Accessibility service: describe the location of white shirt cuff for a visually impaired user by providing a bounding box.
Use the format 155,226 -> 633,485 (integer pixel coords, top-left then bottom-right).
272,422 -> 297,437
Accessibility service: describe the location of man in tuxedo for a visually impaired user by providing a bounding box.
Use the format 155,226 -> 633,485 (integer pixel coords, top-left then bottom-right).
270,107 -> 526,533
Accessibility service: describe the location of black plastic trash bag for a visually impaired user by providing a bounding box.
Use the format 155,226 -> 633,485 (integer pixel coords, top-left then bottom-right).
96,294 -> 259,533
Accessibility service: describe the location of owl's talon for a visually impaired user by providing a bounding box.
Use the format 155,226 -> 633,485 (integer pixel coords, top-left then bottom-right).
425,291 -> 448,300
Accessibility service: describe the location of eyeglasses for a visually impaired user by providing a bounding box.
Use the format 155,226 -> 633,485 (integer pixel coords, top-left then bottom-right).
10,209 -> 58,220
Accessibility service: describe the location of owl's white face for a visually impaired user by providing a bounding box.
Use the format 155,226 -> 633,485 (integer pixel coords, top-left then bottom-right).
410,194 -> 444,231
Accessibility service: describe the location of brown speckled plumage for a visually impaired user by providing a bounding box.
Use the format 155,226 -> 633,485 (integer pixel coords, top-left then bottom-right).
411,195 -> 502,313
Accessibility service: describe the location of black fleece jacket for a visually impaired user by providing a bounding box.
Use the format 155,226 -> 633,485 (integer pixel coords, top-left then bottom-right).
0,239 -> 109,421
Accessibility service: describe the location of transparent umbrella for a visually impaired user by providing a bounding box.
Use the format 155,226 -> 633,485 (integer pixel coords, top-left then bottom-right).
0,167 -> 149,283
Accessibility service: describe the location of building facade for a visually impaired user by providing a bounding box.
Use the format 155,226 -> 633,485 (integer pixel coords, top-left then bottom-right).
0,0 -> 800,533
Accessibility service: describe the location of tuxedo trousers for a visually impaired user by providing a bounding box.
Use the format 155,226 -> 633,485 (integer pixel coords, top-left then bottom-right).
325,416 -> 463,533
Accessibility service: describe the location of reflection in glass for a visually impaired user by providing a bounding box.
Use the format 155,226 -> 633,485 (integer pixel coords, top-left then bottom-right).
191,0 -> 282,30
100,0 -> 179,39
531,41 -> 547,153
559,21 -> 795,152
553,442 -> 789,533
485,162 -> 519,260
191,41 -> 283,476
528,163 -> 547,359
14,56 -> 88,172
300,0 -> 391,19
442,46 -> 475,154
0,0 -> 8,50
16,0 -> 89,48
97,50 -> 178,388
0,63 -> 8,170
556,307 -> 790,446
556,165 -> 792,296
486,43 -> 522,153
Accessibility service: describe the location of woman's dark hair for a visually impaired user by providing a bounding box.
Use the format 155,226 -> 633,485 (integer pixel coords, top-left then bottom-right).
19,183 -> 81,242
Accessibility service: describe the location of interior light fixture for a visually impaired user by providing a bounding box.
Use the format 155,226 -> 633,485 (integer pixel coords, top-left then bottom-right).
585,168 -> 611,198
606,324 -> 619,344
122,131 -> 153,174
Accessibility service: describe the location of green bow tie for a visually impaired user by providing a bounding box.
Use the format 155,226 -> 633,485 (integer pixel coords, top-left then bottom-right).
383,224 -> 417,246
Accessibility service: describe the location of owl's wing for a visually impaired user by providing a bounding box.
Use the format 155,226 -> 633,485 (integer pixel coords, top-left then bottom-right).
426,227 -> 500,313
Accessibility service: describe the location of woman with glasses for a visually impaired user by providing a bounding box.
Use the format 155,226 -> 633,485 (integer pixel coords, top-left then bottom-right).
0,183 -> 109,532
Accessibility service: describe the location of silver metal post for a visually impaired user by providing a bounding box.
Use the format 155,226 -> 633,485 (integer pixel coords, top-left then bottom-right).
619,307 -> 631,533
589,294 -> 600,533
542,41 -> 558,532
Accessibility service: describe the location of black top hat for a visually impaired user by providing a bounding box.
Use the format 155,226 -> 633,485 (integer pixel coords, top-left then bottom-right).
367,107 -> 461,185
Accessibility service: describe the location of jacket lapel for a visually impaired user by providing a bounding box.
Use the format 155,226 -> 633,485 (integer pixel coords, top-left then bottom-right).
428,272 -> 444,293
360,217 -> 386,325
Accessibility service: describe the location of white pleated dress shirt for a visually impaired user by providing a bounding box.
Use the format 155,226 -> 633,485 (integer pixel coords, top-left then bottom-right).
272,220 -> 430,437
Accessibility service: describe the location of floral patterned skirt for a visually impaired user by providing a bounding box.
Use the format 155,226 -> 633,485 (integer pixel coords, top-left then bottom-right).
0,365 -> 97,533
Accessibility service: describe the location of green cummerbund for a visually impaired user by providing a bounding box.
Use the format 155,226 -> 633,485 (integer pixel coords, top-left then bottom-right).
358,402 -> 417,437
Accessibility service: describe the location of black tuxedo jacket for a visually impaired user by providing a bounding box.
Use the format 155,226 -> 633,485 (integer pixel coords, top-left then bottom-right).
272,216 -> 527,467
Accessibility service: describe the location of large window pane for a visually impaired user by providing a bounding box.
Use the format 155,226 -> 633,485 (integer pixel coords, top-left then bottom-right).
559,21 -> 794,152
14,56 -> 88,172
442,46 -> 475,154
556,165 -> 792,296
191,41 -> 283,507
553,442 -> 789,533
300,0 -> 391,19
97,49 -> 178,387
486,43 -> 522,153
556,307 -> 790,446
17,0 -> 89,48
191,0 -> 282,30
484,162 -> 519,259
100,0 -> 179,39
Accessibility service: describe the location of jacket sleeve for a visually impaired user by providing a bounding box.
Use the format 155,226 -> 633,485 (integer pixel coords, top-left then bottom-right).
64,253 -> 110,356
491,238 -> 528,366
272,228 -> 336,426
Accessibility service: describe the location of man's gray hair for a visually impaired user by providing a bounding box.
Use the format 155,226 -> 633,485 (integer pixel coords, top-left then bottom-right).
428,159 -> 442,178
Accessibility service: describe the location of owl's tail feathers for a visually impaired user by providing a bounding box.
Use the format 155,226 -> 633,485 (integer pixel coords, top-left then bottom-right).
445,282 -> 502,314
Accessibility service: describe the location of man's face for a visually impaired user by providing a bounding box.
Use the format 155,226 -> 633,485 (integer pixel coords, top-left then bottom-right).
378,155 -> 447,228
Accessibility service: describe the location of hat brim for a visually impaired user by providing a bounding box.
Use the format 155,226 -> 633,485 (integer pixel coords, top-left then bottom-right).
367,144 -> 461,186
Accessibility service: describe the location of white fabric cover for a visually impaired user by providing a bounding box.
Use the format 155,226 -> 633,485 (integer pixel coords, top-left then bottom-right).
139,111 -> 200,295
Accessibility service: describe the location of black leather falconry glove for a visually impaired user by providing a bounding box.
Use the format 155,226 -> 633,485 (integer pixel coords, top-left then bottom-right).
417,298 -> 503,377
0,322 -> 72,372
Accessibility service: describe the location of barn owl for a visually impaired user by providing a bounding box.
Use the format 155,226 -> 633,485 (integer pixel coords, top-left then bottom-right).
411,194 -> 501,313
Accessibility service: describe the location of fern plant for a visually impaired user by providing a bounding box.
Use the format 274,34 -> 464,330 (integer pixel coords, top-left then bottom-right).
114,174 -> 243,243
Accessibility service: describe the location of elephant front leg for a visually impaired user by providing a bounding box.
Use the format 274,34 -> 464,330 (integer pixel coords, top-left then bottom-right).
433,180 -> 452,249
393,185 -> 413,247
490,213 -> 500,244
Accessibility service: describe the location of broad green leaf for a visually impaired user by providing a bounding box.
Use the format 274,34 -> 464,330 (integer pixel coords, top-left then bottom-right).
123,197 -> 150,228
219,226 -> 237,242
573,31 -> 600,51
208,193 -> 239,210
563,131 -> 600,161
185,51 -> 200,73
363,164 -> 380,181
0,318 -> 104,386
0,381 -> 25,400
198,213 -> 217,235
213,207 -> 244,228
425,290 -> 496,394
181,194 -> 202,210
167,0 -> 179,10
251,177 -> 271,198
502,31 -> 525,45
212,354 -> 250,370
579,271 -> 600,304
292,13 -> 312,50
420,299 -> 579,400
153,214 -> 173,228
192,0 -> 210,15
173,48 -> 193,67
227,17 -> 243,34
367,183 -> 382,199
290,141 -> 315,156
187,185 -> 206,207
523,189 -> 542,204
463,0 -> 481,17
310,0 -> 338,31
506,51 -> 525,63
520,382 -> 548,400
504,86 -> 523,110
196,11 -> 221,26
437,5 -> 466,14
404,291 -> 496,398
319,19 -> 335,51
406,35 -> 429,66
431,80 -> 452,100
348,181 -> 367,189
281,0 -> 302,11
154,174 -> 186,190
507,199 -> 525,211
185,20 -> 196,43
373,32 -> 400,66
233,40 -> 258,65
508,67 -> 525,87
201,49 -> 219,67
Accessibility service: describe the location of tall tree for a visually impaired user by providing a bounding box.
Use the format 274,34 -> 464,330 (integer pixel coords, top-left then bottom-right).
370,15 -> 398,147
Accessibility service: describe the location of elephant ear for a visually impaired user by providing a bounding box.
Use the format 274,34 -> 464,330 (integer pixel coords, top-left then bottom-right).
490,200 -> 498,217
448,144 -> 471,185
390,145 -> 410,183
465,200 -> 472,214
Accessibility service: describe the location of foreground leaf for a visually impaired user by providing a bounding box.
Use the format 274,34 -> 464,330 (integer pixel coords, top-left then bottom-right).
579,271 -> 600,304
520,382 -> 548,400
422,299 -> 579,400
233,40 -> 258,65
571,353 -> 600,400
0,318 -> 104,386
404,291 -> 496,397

Exercise directions: Can you reproduce the entries verbatim, starting from the line with "Accessibility service: describe the location of jacket lapel" up to and including the line with "272,216 -> 527,467"?

Result of the exercise:
Accessibility service: describe the location of jacket lapel for a visually impaired user by providing a bounding box.
Use the format 155,226 -> 633,485 (integer pixel coords, top-left then bottom-right).
428,272 -> 444,293
360,217 -> 386,325
Accessibility service: describe the location of white pleated dress shirt for a visually impaired user by providing a bounding box.
Use the format 155,226 -> 633,485 (integer pixel coords, top-left then bottom-right).
272,220 -> 430,437
Accessibility service: describe the location of floral patterned skirt for a visually impaired user by providing a bounding box.
Use the format 155,226 -> 633,485 (integer pixel coords, top-left then bottom-right).
0,365 -> 97,533
Accessibility service: describe the location of green cummerbund for a visually impaired user by providing a bounding box.
Use the format 155,226 -> 633,485 (integer pixel coords, top-left then bottom-right).
358,402 -> 417,437
Accessibility service: describe the location of black tuxedo jacket for a visually impaired user by providing a bounding box.
Use the format 155,226 -> 633,485 (integer pixel coords, top-left then bottom-right).
272,216 -> 527,467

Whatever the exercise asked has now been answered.